__SUPPLIED TEXT__

----------

32. The 4th Defendant’s Surveyor, DW3, stated that the suit land is Trust Land and was before the promulgation of the 2010 Constitution administered by the County Council of Makueni as Trustee for the local communities before a portion of it was alienated to the 3rd Defendant for conservation purposes as part of Chyulu National Park.
33. It was the evidence of DW3 that before 1983, the boundary demarcating Tsavo West National Park was not in dispute; that at that time, the Plaintiff was farming and ranching in the area bordering the National Park and that in 1983, a boundary plan number 204/51 was done extending the Tsavo West National Park by 47,090 Ha.
34. Although a survey plan was to be done after the preparation of boundary plan number 204/51, none was done in respect to the land that was extended for the Park in 1983.
35. DW3 informed the court that the further extension of the Park vide boundary plan number 204/71 was done without the consent of the then Machakos County Council; that the said boundary plan was never gazetted and that the said extension is a nullity.
36. The third extension of the Park was done in 1995 vide boundary plan number 204/76 covering an area of 7,606. 4 Ha and that a survey was done in 1998 encompassing the three extensions resulting into survey plan number F/R 287/36 which created L.R. No. 24362 measuring 73,427 Ha.
37. DW3 informed the court that the title that was issued to the 3rd Defendant should be cancelled because: the boundary plan No. 204/71 of 1991 was not gazetted and the consent of the County Council was never obtained; at the time of the 1991 extension, Mikululo Ranching Company was already using the disputed land and the 1995 extension and the subsequent survey of the entire land in 1998 was carried out when a dispute was already pending in court.

----------

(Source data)
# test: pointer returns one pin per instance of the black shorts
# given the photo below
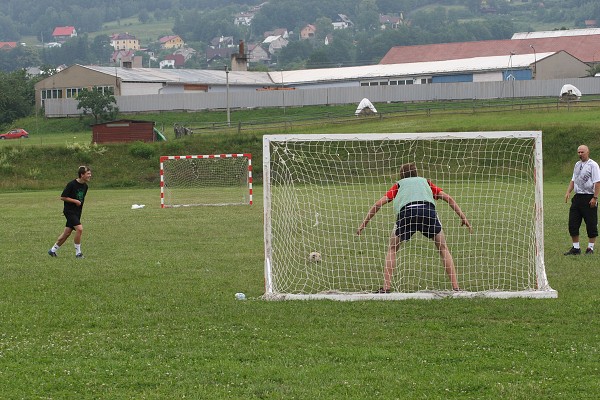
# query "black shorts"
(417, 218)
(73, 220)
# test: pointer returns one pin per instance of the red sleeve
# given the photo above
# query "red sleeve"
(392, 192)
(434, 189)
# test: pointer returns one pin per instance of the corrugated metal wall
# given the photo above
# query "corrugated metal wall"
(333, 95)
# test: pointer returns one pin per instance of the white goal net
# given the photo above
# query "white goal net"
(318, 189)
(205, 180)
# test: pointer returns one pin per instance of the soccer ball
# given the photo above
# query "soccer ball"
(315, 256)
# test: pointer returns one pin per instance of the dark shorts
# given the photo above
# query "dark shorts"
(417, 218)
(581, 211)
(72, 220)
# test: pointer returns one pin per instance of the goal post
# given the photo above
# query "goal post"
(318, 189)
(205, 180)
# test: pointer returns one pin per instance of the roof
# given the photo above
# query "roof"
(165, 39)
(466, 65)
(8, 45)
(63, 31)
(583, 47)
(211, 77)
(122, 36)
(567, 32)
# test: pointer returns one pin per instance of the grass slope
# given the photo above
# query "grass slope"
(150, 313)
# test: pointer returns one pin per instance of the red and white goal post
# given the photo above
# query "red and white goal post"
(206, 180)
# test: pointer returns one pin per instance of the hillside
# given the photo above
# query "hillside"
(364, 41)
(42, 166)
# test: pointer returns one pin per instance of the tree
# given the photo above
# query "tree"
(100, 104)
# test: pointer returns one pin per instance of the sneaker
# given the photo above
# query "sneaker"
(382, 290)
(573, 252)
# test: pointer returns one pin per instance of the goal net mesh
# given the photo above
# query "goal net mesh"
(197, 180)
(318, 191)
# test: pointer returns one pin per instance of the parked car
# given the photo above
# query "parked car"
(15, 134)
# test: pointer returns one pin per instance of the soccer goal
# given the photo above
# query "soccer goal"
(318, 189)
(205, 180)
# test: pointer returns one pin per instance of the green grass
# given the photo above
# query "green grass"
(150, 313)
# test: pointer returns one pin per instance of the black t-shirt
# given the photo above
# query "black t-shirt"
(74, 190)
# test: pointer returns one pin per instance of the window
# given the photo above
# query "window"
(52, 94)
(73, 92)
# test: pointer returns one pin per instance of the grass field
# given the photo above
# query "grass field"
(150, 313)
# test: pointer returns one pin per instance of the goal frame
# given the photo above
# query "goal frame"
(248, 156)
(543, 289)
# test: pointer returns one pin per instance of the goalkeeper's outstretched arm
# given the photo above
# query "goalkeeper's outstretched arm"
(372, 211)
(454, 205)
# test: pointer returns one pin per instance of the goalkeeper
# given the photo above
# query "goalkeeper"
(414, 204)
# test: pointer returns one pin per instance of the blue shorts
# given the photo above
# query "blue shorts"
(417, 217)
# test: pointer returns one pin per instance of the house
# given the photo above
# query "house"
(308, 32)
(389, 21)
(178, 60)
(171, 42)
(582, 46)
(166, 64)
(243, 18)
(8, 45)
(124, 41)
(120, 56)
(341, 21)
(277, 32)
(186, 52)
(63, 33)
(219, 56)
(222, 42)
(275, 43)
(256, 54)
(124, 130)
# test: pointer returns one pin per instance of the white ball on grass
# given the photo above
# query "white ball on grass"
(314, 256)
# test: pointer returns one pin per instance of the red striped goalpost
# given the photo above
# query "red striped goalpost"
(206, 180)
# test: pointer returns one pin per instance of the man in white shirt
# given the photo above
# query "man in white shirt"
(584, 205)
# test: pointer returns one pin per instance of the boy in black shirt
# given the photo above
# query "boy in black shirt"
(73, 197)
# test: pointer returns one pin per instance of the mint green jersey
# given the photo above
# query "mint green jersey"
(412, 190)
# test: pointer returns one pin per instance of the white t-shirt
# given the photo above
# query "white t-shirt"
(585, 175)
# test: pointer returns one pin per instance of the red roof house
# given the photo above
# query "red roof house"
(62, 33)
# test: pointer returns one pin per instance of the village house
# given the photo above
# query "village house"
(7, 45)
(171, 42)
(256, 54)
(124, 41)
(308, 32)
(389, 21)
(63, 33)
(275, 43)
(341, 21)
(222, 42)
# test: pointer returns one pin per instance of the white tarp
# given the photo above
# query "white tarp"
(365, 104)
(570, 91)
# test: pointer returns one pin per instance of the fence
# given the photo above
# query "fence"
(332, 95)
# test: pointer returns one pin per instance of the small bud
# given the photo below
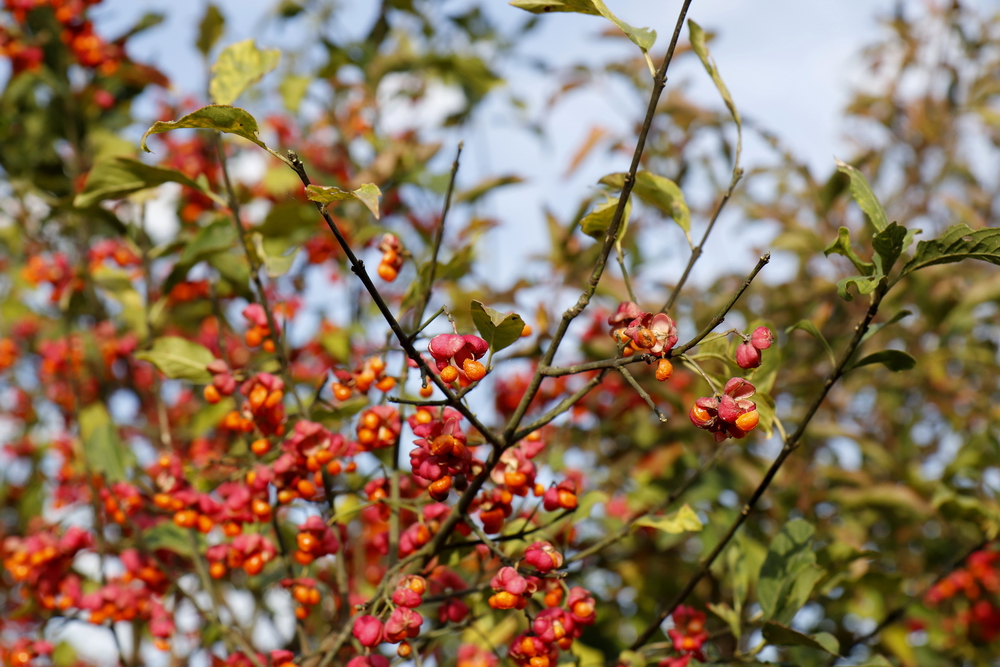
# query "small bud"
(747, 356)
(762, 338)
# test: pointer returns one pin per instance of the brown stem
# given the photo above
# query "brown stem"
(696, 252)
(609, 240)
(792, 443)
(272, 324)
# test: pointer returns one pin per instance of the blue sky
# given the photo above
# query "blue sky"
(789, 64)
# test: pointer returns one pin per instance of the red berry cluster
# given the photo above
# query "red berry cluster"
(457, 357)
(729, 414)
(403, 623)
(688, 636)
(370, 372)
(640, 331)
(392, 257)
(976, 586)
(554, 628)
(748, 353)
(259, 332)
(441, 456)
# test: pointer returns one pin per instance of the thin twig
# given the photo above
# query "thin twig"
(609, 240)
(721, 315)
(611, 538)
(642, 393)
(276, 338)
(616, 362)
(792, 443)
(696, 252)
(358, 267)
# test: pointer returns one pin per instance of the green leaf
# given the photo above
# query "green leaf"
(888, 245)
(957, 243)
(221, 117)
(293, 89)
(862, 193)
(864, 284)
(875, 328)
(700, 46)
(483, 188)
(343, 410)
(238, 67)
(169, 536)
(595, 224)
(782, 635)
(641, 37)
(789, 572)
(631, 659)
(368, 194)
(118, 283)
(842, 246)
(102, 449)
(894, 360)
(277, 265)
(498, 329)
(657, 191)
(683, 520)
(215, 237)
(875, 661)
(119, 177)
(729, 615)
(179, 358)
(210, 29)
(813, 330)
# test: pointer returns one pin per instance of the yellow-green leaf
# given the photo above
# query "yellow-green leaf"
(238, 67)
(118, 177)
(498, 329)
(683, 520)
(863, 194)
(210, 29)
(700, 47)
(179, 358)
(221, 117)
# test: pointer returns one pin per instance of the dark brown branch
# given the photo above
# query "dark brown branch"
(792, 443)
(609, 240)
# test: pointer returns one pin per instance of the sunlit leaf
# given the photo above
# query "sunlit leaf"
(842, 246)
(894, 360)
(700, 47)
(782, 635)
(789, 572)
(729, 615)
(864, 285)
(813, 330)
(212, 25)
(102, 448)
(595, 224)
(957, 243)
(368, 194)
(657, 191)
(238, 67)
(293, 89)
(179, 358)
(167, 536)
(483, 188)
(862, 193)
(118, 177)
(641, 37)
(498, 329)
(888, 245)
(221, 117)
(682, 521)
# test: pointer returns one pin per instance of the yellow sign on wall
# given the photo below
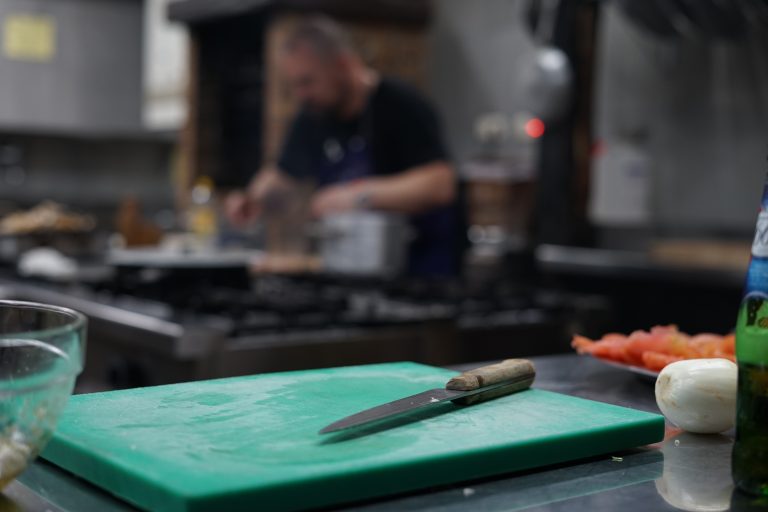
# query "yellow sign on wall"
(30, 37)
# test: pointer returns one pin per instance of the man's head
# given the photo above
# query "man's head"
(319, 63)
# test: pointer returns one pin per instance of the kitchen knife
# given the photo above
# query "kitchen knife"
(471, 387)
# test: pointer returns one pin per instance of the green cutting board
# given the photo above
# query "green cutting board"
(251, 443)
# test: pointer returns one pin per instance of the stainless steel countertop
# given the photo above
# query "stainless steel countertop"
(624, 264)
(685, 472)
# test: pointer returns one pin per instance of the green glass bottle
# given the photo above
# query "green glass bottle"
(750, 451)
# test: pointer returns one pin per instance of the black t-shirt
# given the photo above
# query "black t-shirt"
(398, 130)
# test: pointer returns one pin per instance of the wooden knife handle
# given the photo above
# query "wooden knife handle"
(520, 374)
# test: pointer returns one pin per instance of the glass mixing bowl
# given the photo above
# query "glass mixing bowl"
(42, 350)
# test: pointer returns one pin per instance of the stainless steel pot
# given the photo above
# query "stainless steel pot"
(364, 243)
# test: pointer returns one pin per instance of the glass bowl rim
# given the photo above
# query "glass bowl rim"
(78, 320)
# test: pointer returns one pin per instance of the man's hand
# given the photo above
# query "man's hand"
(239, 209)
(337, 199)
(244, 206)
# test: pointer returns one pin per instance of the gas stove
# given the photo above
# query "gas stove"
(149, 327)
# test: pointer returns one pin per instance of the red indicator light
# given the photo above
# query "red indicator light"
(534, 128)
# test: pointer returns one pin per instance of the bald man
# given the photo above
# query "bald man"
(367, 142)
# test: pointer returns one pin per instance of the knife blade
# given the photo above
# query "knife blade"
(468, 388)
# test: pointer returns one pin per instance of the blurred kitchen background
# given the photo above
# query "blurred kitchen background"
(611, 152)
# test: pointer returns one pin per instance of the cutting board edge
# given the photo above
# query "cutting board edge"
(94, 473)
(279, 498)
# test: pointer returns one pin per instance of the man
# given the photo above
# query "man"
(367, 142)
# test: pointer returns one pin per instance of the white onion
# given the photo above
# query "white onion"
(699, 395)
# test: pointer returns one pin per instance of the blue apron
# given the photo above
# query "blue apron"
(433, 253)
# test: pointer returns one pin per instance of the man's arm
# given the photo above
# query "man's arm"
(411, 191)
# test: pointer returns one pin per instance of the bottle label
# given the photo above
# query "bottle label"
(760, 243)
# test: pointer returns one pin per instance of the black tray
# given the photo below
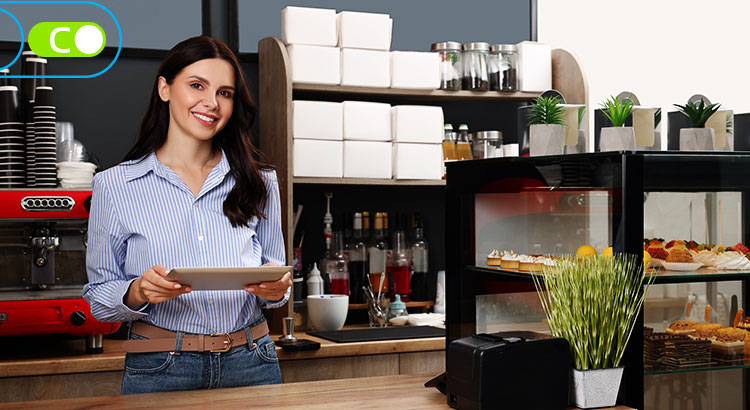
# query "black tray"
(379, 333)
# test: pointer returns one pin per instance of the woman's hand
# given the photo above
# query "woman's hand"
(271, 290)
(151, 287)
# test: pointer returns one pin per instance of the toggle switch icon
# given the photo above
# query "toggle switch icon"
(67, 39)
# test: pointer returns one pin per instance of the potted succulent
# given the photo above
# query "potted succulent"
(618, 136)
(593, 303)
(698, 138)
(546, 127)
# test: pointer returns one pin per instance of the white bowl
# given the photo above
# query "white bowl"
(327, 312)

----------

__PROBLEM SET__
1/ Write out the records from the line containing "# test: pointer returns one pin per instance of the cutting" through the end of the records, with both of those lines included. Leave the pictures out of your copy.
2/ Continue the court's summary of testimony on the park boundary dispute from where it stops.

__RESPONSES IN ORDER__
1/
# test: pointer returns one pin per instance of the cutting board edge
# given the photo above
# query "cutting board edge"
(94, 473)
(279, 498)
# test: pointer returns one pin per instance of the man
# given the photo above
# query "man"
(367, 142)
# test: pointer returns one pin per instance of the white onion
# given the photo above
# query "white onion"
(699, 395)
# test: pointer returns one pin per instance of the blue apron
# given the photo above
# query "blue apron"
(433, 253)
# test: pointer returns one pin per instance of the man's arm
# given the photo above
# query "man's arm"
(411, 191)
# test: pointer returns one pin per instance of the bottle label
# given the photo above
# query "bottle label"
(760, 243)
# test: pointer returns one pin per instance of the black tray
# given the photo below
# query "black tray"
(379, 333)
# test: pointer returns one pin per instance of the woman's hand
# given the photo above
# query "woman's hand"
(271, 290)
(151, 287)
# test: pointer returns one pin per instance of the toggle switch icon
# given the photo above
# query "toggle switch icon"
(67, 39)
# test: pointer returns one pin per instance of the potted succulent
# given the photo above
# query "potted succulent"
(618, 136)
(593, 303)
(698, 138)
(546, 127)
# test: pointer returns one pin per instance of the white bowl
# given the photo above
# query "white bowl"
(327, 312)

2/
38. It was the evidence of DW3 that the area that the Plaintiff is entitled to is represented in boundary plans 204/71 and 204/76 covering a total of 17,326 Ha (approximately 43, 315 acres).
Submissions:
39. The Plaintiff’s advocate submitted that the Plaintiff’s members have always been in occupation of the suit land; that the initial size of the Park was approximately 47,090 Ha and that Boundary Plan No. 204/71 extending the Park was never gazetted.
40. Counsel submitted that the Plaintiff’s members should have been consulted before the boundaries of the Park were extended and that the 3rd Defendant breached the provisions of Sections 117 and 118 of the repealed Constitution.
41. The 1st and 2nd Defendants’ advocate submitted that the gazettement of Chyulu National Park was done under the Wildlife (Conservation and Management) Act; that under Section 6 of the Act, the Minister, after consultation with the competent authority, may declare any area of land to be a National Park and that the alteration of the boundaries of Chyulu Hills National Park was lawful.
42. The 1st and 2nd Defendants’ counsel submitted that the disputed land was Trust Land and was administered by the County Council of Makueni as a Trustee for the local community; that the County Council of Makueni was consulted and that the law was complied with at the time of gazettement of the disputed area.
43. The 1st and 2nd Defendants’ advocate submitted that the Plaintiff’s claim is contrary to the spirit of the Constitution, and in particular Article 69; that the doctrine of public trust should take precedence and that the government agreed to resettle people who were living on the disputed land.
44. The 3rd Defendant’s advocate submitted that two surveys were conducted and concluded that the suit property is part of Chyulu National Park (the Park); that the whole area was gazetted and the squatters were resettled somewhere else and that the 3rd Defendant is in possession of a Title Deed.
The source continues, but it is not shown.